• Exercise input:
━━━━━━━━
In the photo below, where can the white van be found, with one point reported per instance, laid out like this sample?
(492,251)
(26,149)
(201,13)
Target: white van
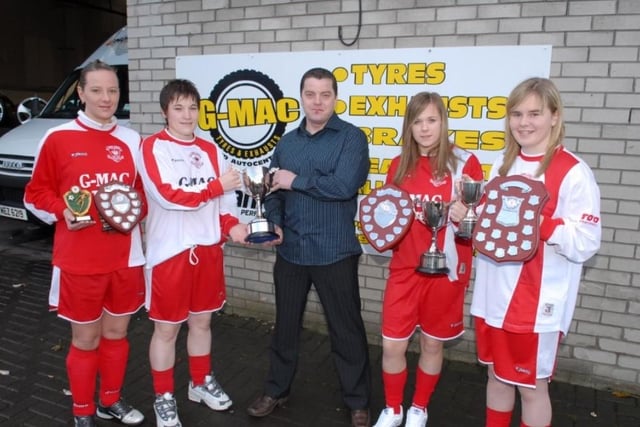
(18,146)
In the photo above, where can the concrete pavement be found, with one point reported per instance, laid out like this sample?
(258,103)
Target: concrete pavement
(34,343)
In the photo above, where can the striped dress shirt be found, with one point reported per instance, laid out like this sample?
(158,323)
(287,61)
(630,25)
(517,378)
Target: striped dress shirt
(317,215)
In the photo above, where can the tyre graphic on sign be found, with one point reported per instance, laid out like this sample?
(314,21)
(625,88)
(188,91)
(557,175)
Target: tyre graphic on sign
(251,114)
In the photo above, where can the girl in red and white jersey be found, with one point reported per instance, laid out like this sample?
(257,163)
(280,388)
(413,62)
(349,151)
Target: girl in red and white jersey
━━━━━━━━
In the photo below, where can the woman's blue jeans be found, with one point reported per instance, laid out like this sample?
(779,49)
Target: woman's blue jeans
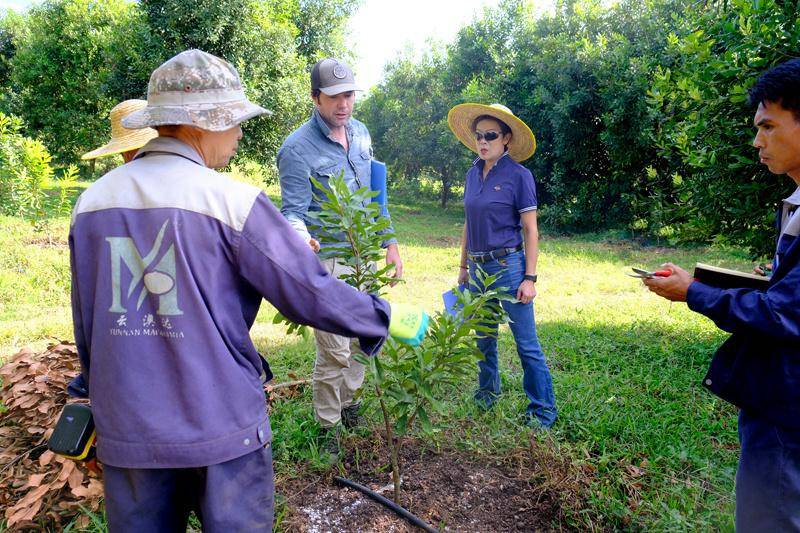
━━━━━━━━
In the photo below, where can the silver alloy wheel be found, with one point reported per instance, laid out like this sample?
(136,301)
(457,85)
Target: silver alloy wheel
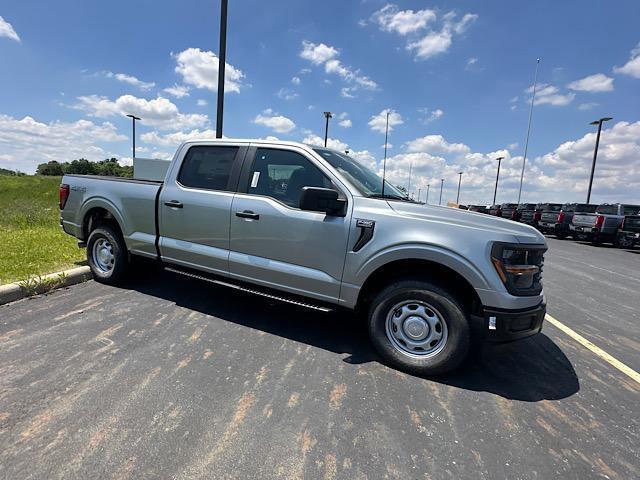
━━━━━━━━
• Exercise: Copy the stretch of the listing that opens with the line containing "In the photo below, where can the woman's" and closes with the line containing "Target: woman's blue jeans", including both of those lines.

• Response:
In the photo below, where can the woman's blue jeans be found, with one point reported per instance, laid out like this sample?
(779,49)
Target: woman's blue jeans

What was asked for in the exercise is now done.